* [Work to be completed]
The pictures get dropped, while every remaining part of the listing is copied exactly.

[Start of Attachment]

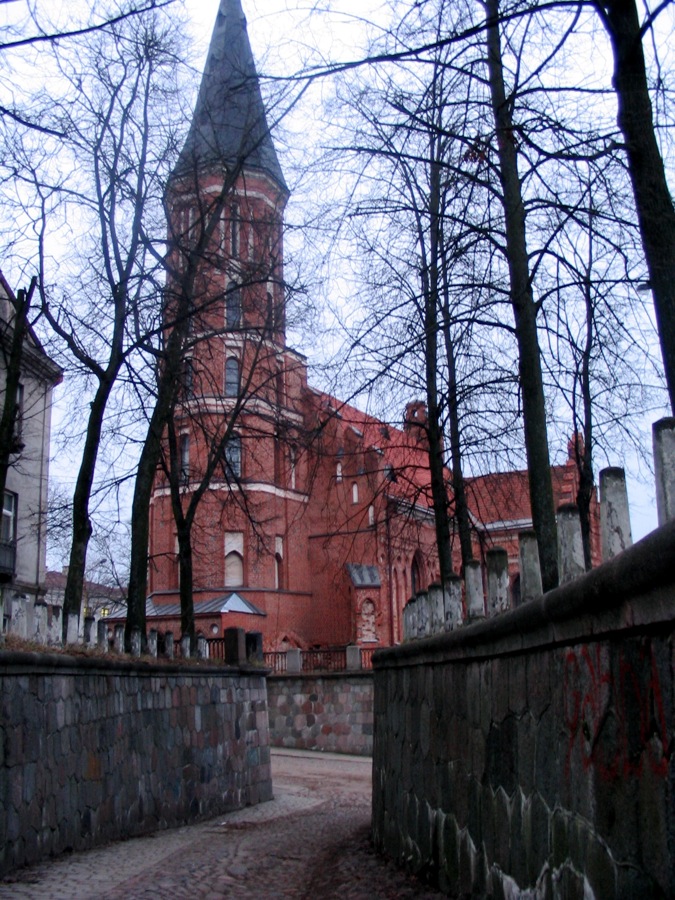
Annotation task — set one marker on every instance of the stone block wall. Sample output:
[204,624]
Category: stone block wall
[531,755]
[331,712]
[93,750]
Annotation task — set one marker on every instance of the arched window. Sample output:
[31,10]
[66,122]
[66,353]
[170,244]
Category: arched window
[232,457]
[416,570]
[234,569]
[235,230]
[184,458]
[233,305]
[232,377]
[278,573]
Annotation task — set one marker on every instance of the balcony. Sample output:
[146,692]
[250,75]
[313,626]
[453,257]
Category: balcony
[7,560]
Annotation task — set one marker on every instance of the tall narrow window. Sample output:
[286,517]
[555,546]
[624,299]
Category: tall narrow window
[234,570]
[188,377]
[235,230]
[8,524]
[234,559]
[293,458]
[233,305]
[232,377]
[185,458]
[232,457]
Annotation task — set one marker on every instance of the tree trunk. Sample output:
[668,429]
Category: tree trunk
[458,484]
[654,204]
[12,381]
[82,529]
[525,314]
[439,491]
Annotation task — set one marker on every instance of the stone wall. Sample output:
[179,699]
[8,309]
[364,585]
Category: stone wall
[531,755]
[94,750]
[330,712]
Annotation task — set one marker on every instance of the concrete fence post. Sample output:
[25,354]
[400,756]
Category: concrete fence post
[473,585]
[293,661]
[152,642]
[663,438]
[453,604]
[497,563]
[570,545]
[530,570]
[73,632]
[615,533]
[89,622]
[119,638]
[353,658]
[102,635]
[41,617]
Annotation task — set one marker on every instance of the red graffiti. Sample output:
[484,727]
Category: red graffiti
[613,707]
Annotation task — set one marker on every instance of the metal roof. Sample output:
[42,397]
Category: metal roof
[364,576]
[228,603]
[229,127]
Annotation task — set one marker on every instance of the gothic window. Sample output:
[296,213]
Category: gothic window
[293,459]
[234,569]
[233,305]
[234,559]
[235,230]
[416,573]
[232,457]
[8,524]
[232,377]
[188,377]
[279,582]
[185,458]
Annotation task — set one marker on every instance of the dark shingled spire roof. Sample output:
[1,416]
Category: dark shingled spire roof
[229,125]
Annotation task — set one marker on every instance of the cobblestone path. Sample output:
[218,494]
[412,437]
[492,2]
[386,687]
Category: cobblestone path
[311,842]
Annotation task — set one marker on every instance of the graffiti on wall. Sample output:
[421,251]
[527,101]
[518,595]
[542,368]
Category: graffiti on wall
[614,710]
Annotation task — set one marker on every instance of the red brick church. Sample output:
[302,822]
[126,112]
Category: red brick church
[316,525]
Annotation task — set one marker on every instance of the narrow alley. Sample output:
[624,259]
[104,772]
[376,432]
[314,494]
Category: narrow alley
[311,841]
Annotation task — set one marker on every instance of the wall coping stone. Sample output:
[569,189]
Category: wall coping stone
[591,607]
[13,660]
[346,675]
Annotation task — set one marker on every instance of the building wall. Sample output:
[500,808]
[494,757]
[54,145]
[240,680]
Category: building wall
[27,479]
[95,750]
[531,754]
[330,713]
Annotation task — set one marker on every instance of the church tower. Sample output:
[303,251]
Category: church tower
[237,426]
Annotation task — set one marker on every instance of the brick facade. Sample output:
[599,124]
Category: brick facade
[326,528]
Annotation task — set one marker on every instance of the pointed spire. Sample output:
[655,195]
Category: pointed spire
[229,125]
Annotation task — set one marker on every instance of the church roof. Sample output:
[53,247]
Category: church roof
[229,127]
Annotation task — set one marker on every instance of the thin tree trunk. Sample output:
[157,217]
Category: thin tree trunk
[654,204]
[435,433]
[12,381]
[82,528]
[525,314]
[458,484]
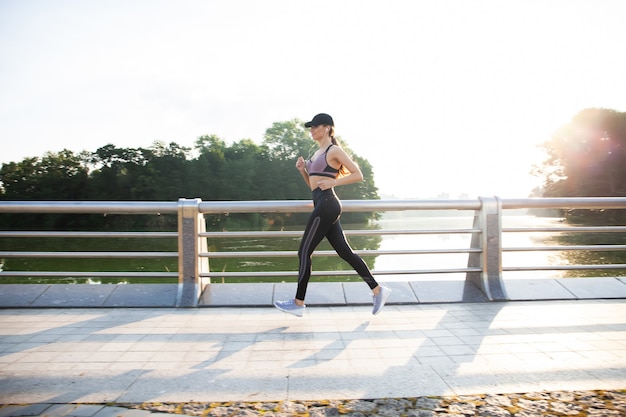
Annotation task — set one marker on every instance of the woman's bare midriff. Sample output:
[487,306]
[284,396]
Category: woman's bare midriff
[314,179]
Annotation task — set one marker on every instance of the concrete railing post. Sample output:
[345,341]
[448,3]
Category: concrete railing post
[489,221]
[190,244]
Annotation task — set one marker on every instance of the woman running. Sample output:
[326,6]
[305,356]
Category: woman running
[330,166]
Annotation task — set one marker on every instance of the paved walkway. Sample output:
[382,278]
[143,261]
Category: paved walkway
[61,356]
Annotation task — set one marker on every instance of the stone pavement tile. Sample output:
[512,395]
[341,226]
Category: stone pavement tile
[396,381]
[536,289]
[184,385]
[253,294]
[20,295]
[84,410]
[23,410]
[112,412]
[143,295]
[61,295]
[122,412]
[64,386]
[595,287]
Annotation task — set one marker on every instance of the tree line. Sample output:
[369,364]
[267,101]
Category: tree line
[212,170]
[586,157]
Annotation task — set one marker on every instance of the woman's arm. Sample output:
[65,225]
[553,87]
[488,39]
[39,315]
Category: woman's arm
[301,166]
[338,157]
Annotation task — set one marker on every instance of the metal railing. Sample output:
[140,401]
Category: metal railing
[484,267]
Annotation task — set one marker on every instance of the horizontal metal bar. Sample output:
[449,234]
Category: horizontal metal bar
[264,206]
[565,267]
[335,273]
[87,274]
[88,254]
[567,248]
[298,233]
[88,234]
[292,206]
[97,207]
[576,229]
[270,254]
[565,203]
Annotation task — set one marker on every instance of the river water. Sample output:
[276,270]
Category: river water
[416,221]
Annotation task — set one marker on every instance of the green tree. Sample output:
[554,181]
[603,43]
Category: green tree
[587,158]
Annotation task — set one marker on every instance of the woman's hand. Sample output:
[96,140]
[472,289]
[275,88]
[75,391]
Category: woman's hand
[300,164]
[325,184]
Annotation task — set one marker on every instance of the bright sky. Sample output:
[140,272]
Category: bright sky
[441,96]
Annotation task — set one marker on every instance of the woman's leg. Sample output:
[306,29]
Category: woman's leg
[337,239]
[324,215]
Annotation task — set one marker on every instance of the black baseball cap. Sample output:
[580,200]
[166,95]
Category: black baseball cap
[320,119]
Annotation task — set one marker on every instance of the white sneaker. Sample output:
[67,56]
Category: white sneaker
[290,307]
[381,299]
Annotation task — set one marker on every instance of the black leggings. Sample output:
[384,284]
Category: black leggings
[324,222]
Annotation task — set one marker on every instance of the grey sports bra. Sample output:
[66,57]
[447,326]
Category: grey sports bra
[320,166]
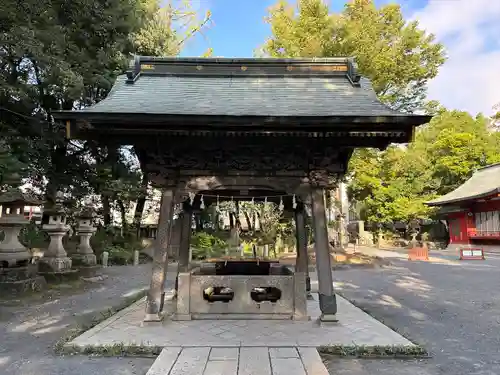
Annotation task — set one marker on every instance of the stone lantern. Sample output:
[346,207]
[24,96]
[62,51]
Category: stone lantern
[55,257]
[85,254]
[17,273]
[12,220]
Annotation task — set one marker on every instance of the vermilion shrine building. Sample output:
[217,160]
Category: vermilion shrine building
[473,211]
[244,128]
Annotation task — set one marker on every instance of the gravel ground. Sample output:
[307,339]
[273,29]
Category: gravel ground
[29,329]
[453,310]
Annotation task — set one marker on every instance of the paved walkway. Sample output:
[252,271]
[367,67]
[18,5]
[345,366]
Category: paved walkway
[354,327]
[238,361]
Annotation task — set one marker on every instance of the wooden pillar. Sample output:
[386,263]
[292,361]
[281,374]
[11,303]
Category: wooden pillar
[154,302]
[302,262]
[326,294]
[185,240]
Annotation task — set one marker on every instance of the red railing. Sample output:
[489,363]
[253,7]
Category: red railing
[474,233]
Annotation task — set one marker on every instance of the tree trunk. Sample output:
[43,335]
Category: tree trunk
[123,214]
[247,219]
[106,209]
[141,200]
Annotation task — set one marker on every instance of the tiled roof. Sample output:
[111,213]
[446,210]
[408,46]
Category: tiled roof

[End of Attachment]

* [Solution to the problem]
Annotation task — set one marker on every instance of the stone block wall. Sample output:
[204,624]
Category: stone block wall
[531,755]
[331,712]
[93,750]
Annotation task — set one marker on every instance of the arched window. Sample output:
[31,10]
[66,122]
[66,353]
[170,244]
Category: arched window
[232,457]
[416,570]
[234,569]
[235,230]
[184,458]
[233,305]
[232,377]
[278,573]
Annotation task — set one marker on every instance of the balcony. Sample output:
[146,692]
[250,75]
[313,626]
[453,257]
Category: balcony
[7,560]
Annotation task — set one marker on every instance of the tall narrow window. Sample output:
[286,517]
[555,546]
[624,299]
Category: tall narrow window
[234,570]
[188,377]
[235,230]
[8,524]
[234,559]
[293,458]
[233,305]
[232,377]
[185,458]
[232,457]
Annotation task — set one marker on every instance of the tree trunk. Sample output:
[668,429]
Category: tree trunk
[458,484]
[654,204]
[12,381]
[82,529]
[525,314]
[439,491]
Annotation task — set one marker on every instance of the stone wall. Sample output:
[179,699]
[8,309]
[364,585]
Category: stone wall
[531,755]
[94,750]
[330,712]
Annotation task — set one marker on every instance of the concrete fence post. Sample output:
[25,354]
[400,756]
Category: concrete fence post
[473,585]
[293,661]
[152,642]
[663,438]
[453,604]
[497,563]
[570,545]
[530,570]
[73,632]
[615,533]
[89,622]
[119,638]
[353,658]
[102,635]
[41,617]
Annotation task — set one marker on every instance of the red graffiti. Sample output:
[484,727]
Category: red graffiti
[613,707]
Annotation task — set one marker on every instance of the metal roof. Sample output:
[42,397]
Category: metal roof
[364,576]
[228,603]
[229,127]
Annotation task — set one marker on every instance of the gothic window. Sample output:
[296,213]
Category: gothic window
[293,459]
[234,569]
[233,305]
[234,559]
[235,230]
[416,573]
[232,457]
[8,524]
[232,377]
[188,377]
[279,582]
[185,458]
Annotation task — set one marker on every instance of the dark shingled spire roof. Sample output:
[1,416]
Category: dark shingled spire roof
[229,125]
Annotation task — set one marker on every instance of the cobblestone path. Sample output:
[218,494]
[412,437]
[492,2]
[386,687]
Category: cobblestone path
[311,842]
Annotation task — set one marker on every instance of the graffiti on wall. Sample output:
[421,251]
[527,101]
[518,595]
[542,368]
Category: graffiti on wall
[614,710]
Annotation task — set one marker on every instance of the red brick church. Sample output:
[302,822]
[126,112]
Category: red brick church
[316,525]
Annotation task — set one marker on every instance of the narrow alley. Sample output:
[624,259]
[104,772]
[376,432]
[314,494]
Category: narrow alley
[311,841]
Annotation task — set one marker on every instance of the wall coping stone. Sample output:
[569,189]
Category: wall coping stone
[591,607]
[13,660]
[346,675]
Annotation task — set one marker on every instance of the building wall. Sample output:
[500,808]
[494,757]
[54,145]
[240,680]
Category: building wall
[27,479]
[95,750]
[531,754]
[330,713]
Annotation task — set one marker on every instance of the church tower. Sample output:
[303,251]
Category: church tower
[237,426]
Annotation task — set one marker on every instance of the brick facade. Sample output:
[599,124]
Category: brick facade
[326,528]
Annotation task — set one marker on every instance of the pointed spire. Sample output:
[655,195]
Category: pointed spire
[229,125]
Annotation task — set one marker on every instance of the church roof. Sample output:
[53,247]
Category: church roof
[229,127]
Annotation task — set one marker on every instance of the thin tree trunk. Sample output:
[157,217]
Category: thin tree trunk
[654,204]
[435,433]
[12,381]
[82,528]
[525,314]
[458,484]
Annotation task — set one marker on every instance of the woman's bare midriff. Sample output:
[487,306]
[284,396]
Category: woman's bare midriff
[314,179]
Annotation task — set one marker on every instance of the concrete railing post. Sample output:
[345,341]
[448,3]
Category: concrete railing post
[489,221]
[190,244]
Annotation task — set one marker on every instance of the woman running. Sample output:
[326,6]
[305,356]
Category: woman running
[330,166]
Annotation task — set one marker on every instance of the paved walkway. Sample output:
[382,278]
[143,261]
Category: paved walkway
[61,356]
Annotation task — set one marker on every instance of the stone pavement tile. Sample output:
[512,395]
[341,226]
Category: stone pavement tile
[396,381]
[536,289]
[184,385]
[253,294]
[20,295]
[84,410]
[23,410]
[112,412]
[143,295]
[61,295]
[122,412]
[64,386]
[595,287]
Annotation task — set one marker on every instance of the tree line. Sample output:
[369,364]
[267,101]
Category: tree line
[212,170]
[586,157]
Annotation task — set one marker on every instance of the woman's arm. Sample output:
[65,225]
[553,87]
[488,39]
[39,315]
Category: woman's arm
[301,166]
[338,157]
Annotation task — set one marker on every instance of the metal railing. Sample output:
[140,401]
Category: metal railing
[484,267]
Annotation task — set one marker on every instance of the horizontal metal bar. Sample output:
[449,234]
Category: horizontal metal bar
[264,206]
[565,267]
[335,273]
[87,274]
[88,254]
[567,248]
[298,233]
[88,234]
[292,206]
[97,207]
[576,229]
[270,254]
[565,203]
Annotation task — set one marker on every instance of the river water. Sample output:
[276,270]
Category: river water
[416,221]
Annotation task — set one marker on every instance of the green tree. Sample output:
[554,181]
[603,43]
Category: green tree
[587,158]
Annotation task — set one marker on every instance of the woman's hand. Sample output:
[96,140]
[472,289]
[275,88]
[75,391]
Category: woman's hand
[300,164]
[325,184]
Annotation task — set one marker on every instance of the bright sky. Sample output:
[140,272]
Category: bright sky
[441,96]
Annotation task — set one marker on every instance of the woman's leg. Sample output:
[306,29]
Category: woman's leg
[337,239]
[324,215]
Annotation task — set one marker on every instance of the black baseball cap. Sample output:
[580,200]
[166,95]
Category: black baseball cap
[320,119]
Annotation task — set one marker on every instance of the white sneaker. Sample output:
[67,56]
Category: white sneaker
[290,307]
[381,299]
Annotation task — set one marker on every instance of the black leggings. Sample output:
[384,284]
Category: black leggings
[324,222]
Annotation task — set one marker on every instance of the grey sports bra. Sample output:
[66,57]
[447,326]
Category: grey sports bra
[320,166]
Annotation task — set one marker on every instance of the stone lantern. Sample output:
[346,207]
[24,96]
[62,51]
Category: stone lantern
[55,257]
[85,254]
[17,273]
[12,220]
Annotation task — set one marker on every instance of the vermilion shrine building. Sample output:
[217,160]
Category: vermilion shrine building
[473,211]
[244,128]
Annotation task — set one marker on every instance of the gravel ground. Sample output:
[307,339]
[273,29]
Category: gravel ground
[29,329]
[453,310]
Annotation task — set one marker on every instance of the paved walkway. Sample output:
[252,271]
[367,67]
[18,5]
[345,366]
Category: paved walkway
[354,327]
[238,361]
Annotation task — set one marker on every instance of the wooden pillar. Sample output:
[386,263]
[292,361]
[281,374]
[11,303]
Category: wooden pillar
[154,302]
[302,262]
[326,294]
[185,240]
Annotation task — set one marker on every instance of the red railing. Sample output:
[489,363]
[253,7]
Category: red railing
[474,233]
Annotation task — set one marker on every instance of the tree trunk. Sample output:
[43,335]
Category: tree trunk
[123,214]
[247,219]
[106,209]
[141,200]
Annotation task — set one marker on every instance of the tiled roof. Sample output:
[111,213]
[446,210]
[408,46]
Category: tiled roof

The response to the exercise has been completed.